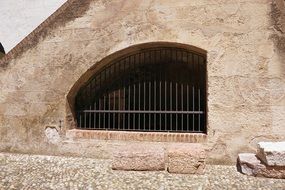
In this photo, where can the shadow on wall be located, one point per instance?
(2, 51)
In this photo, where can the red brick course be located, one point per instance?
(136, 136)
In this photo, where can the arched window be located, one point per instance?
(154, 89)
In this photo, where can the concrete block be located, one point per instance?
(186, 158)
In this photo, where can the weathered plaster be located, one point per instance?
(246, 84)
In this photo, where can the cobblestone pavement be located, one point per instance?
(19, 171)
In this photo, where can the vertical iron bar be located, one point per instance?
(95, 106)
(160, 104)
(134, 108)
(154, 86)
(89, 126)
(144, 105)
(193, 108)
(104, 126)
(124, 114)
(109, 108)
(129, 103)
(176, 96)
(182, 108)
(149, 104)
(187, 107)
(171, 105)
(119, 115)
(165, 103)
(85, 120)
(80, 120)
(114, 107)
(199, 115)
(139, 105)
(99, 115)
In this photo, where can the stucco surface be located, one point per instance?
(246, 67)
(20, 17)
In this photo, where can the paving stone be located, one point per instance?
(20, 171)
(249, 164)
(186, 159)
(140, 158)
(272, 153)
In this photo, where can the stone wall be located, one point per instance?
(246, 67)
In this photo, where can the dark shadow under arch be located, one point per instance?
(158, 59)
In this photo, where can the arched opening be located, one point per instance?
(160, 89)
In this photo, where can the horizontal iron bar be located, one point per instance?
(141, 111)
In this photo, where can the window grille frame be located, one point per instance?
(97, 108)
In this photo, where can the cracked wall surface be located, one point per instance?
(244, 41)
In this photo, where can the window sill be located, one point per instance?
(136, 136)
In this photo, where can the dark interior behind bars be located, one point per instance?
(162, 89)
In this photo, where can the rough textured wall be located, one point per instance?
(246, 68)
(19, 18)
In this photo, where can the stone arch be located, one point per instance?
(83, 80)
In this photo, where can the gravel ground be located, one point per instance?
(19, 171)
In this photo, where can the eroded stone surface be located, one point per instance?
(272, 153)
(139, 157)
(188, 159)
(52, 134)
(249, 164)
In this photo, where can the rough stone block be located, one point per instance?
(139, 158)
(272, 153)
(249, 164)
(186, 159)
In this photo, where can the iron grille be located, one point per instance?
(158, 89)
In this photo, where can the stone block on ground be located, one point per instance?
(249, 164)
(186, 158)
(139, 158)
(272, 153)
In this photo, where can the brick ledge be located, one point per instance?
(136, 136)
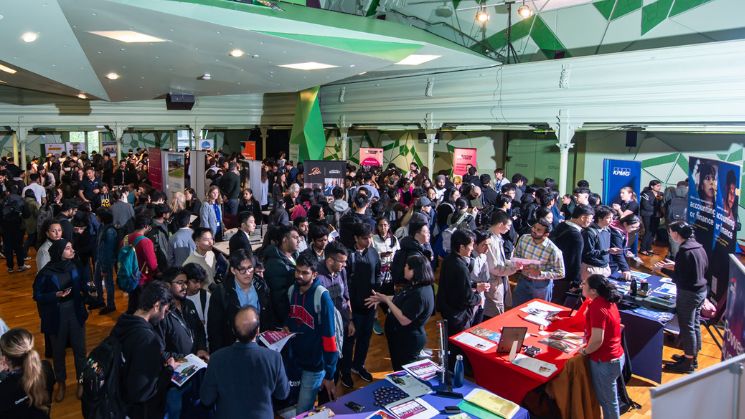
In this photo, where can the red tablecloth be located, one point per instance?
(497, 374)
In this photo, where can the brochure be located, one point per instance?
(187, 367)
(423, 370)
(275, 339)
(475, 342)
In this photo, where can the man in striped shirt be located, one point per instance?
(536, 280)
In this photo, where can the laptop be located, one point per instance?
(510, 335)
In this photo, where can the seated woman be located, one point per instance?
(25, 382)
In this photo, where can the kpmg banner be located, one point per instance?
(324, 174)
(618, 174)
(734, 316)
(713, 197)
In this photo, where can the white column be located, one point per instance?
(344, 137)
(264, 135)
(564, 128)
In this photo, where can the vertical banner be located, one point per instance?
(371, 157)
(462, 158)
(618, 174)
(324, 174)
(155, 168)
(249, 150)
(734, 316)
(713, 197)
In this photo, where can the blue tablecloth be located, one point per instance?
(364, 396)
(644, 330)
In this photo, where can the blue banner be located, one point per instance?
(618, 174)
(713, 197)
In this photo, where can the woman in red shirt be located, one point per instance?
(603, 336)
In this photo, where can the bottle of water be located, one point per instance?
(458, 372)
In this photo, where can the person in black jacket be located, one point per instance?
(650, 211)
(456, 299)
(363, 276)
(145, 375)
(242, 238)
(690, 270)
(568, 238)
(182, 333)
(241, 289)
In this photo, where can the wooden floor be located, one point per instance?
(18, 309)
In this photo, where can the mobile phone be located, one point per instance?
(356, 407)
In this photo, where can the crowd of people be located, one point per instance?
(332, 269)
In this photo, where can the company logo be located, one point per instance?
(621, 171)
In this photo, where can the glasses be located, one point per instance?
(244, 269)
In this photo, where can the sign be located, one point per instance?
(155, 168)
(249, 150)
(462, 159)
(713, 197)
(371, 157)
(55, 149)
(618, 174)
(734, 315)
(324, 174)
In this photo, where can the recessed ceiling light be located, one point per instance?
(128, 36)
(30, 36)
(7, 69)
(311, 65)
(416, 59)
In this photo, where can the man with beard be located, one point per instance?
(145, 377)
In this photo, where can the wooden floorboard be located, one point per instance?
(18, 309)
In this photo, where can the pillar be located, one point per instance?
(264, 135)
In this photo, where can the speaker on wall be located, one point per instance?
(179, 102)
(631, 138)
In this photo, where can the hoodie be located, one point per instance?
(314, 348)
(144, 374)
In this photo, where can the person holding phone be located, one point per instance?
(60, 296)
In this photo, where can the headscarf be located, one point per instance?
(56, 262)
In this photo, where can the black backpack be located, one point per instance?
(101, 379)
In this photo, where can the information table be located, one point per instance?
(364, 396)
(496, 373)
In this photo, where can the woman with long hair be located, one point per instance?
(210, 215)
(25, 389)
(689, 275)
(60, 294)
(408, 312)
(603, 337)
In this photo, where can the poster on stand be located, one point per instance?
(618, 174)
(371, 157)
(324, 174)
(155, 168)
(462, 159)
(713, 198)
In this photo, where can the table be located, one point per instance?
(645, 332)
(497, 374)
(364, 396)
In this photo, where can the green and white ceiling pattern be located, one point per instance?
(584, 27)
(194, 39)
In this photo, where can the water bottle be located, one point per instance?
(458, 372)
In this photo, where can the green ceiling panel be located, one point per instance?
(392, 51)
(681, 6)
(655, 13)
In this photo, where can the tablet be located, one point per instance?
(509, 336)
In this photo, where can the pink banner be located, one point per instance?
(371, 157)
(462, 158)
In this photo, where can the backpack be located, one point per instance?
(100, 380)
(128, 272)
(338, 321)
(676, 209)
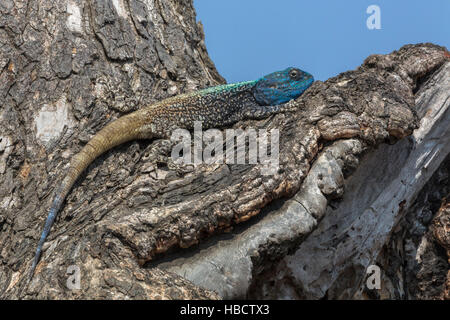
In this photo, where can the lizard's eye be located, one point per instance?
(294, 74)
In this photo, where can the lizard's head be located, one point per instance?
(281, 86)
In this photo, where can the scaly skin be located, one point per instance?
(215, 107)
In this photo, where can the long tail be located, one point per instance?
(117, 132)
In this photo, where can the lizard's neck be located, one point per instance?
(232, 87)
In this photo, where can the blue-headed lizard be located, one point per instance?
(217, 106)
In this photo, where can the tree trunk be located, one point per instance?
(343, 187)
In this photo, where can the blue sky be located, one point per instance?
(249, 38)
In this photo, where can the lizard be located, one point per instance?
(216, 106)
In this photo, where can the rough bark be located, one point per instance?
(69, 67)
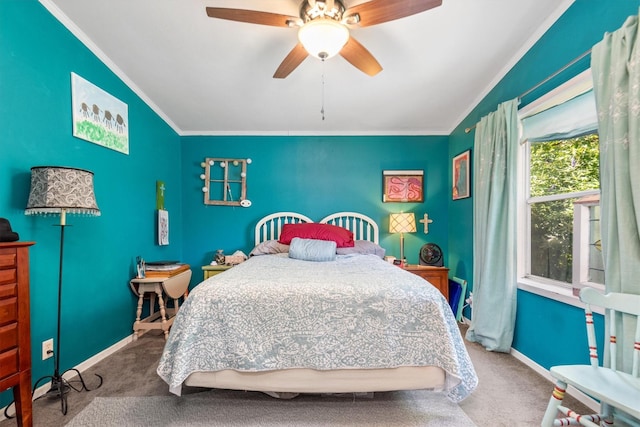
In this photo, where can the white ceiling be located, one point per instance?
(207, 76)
# # # #
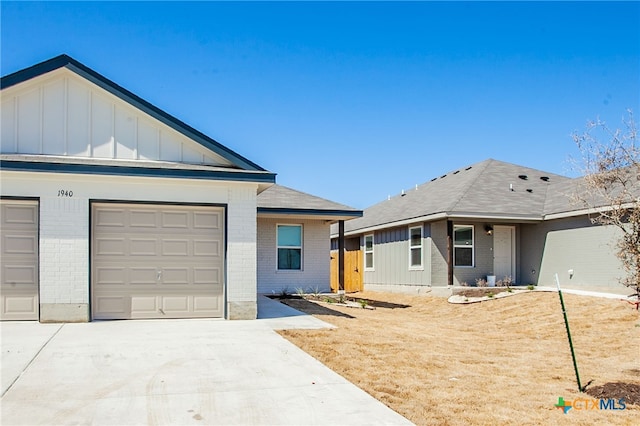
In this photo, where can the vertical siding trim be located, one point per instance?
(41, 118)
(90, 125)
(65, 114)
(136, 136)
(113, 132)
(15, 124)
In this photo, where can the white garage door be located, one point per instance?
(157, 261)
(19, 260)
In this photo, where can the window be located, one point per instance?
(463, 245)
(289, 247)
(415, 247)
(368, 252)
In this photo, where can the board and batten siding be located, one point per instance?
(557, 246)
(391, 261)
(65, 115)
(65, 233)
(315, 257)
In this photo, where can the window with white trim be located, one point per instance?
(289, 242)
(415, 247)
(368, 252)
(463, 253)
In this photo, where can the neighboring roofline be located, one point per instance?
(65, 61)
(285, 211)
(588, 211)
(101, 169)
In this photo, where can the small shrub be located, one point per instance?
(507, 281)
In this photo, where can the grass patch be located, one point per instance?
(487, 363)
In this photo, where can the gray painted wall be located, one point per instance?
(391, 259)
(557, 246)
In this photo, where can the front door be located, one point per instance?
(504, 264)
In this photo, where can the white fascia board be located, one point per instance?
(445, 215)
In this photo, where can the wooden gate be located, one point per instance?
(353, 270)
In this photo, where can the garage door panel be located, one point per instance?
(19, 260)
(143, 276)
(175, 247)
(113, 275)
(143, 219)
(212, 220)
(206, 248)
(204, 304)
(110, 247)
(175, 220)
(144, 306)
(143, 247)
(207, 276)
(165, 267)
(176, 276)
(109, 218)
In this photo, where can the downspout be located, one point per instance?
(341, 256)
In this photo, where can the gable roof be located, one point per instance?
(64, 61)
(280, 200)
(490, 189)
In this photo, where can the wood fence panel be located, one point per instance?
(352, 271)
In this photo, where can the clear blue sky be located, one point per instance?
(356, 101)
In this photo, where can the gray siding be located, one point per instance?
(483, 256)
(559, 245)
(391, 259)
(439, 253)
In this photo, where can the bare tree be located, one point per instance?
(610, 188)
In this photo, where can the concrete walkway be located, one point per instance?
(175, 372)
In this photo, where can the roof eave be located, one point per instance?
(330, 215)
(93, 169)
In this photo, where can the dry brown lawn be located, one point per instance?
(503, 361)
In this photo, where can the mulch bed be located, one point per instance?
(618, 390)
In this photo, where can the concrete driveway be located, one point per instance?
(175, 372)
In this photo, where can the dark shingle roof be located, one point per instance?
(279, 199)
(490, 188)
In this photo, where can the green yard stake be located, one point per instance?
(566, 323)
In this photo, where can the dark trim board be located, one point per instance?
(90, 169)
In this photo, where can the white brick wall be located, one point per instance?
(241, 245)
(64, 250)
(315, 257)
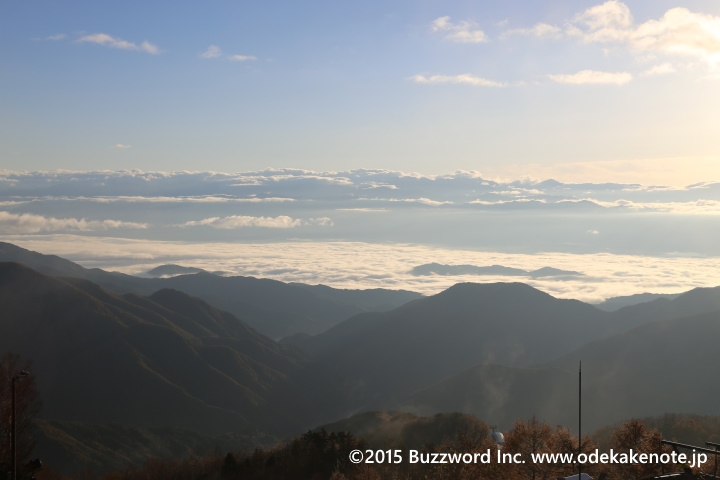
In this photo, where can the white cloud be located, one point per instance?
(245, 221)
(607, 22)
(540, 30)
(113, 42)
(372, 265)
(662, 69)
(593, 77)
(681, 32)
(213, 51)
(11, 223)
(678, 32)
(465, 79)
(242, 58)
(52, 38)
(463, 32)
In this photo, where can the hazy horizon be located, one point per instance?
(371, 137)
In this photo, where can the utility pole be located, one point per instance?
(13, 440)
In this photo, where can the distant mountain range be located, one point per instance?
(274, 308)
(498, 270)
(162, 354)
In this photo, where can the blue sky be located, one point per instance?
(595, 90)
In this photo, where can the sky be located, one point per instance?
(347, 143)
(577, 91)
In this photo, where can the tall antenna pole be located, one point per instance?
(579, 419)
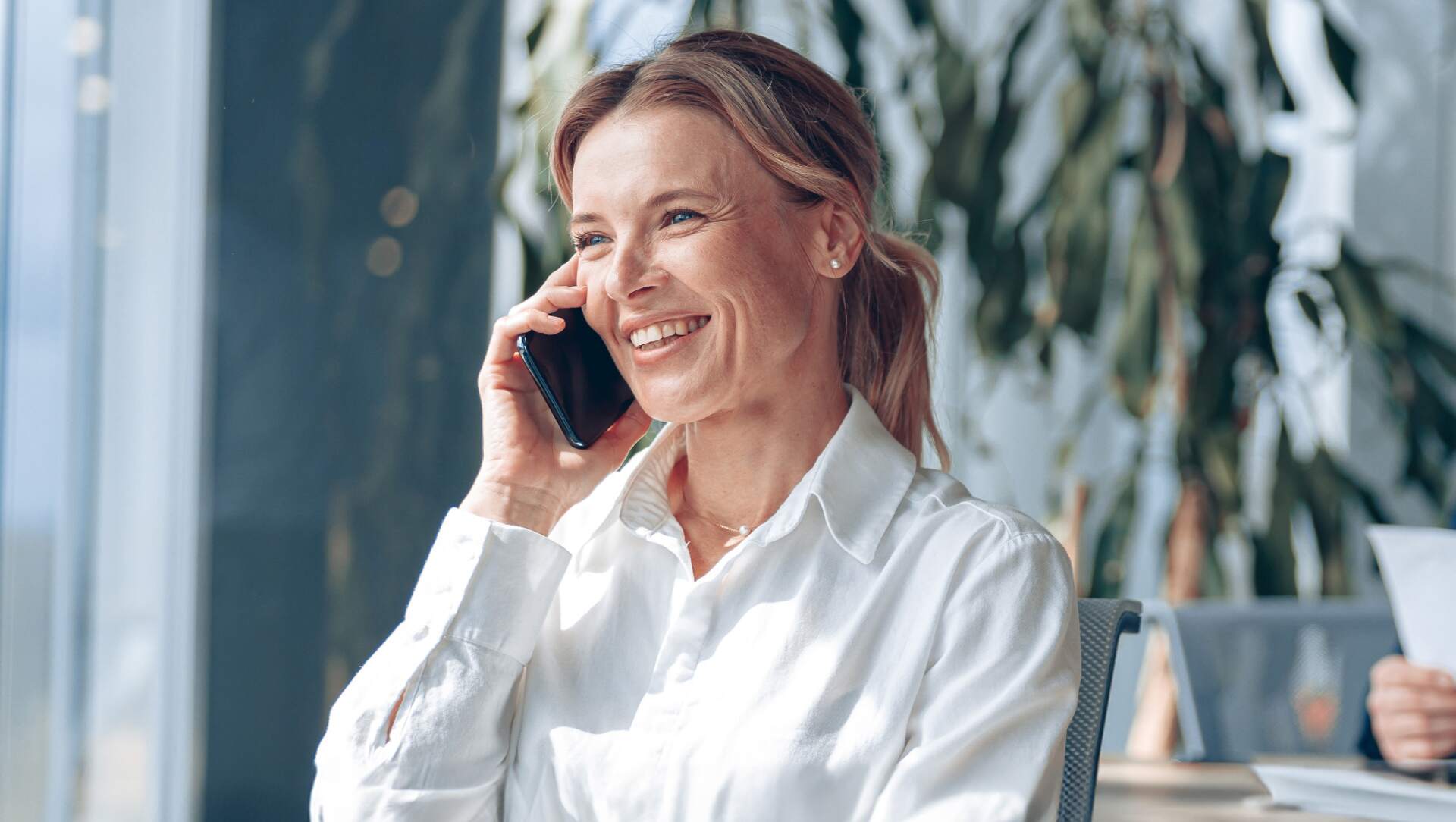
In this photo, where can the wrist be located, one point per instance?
# # # #
Pictures in the material above should be skipped; print exactly the lines from the one with "In this photo, where can the wood fence" through the one with "In this photo, where can the wrist".

In this photo, where can the wood fence panel be located, one point per instance?
(352, 271)
In this photo, where can the clear blue sky be located, one point per instance?
(356, 101)
In this photo, where can the gray siding be located, one point per instance?
(483, 256)
(559, 245)
(391, 259)
(439, 253)
In this photo, where can the bare tree be located, one point per instance?
(610, 188)
In this photo, where can the concrete walkway be located, one point per instance?
(175, 372)
In this photo, where can the roof eave be located, one point per instance?
(330, 215)
(93, 169)
In this photo, where can the dry brown lawn be located, one point per instance?
(503, 361)
In this photo, where can the mulch bed be located, one point per instance?
(618, 390)
In this photo, where can the concrete driveway be located, one point per instance?
(175, 372)
In this photo, where can the dark shingle roof be located, one point per instance?
(279, 199)
(490, 188)
In this photo, where can the green yard stake be located, one point per instance?
(566, 323)
In this photo, where can the dark trim board be located, one point per instance?
(90, 169)
In this photo, where can the white brick wall be located, one point per instance?
(241, 245)
(64, 250)
(315, 257)
In this photo, where can the white cloud be located, one point per instance?
(245, 221)
(607, 22)
(540, 30)
(113, 42)
(372, 265)
(662, 69)
(593, 77)
(681, 32)
(213, 51)
(11, 223)
(678, 32)
(465, 79)
(242, 58)
(52, 38)
(463, 32)
In this photo, where can the hazy horizon be located, one point per instance?
(371, 137)
In this photo, where can the utility pole be located, one point per instance?
(13, 440)
In this photo, where can the distant mountain range be located, one point per instance?
(274, 308)
(498, 270)
(162, 354)
In this photo, where can the blue sky be located, one point per instance?
(595, 90)
In this photo, where can the sky be located, one point per instance?
(347, 143)
(577, 91)
In this photo, where can the tall antenna pole be located, one point per instance?
(579, 419)
In this photo, where can the wrist be located, one point per instance?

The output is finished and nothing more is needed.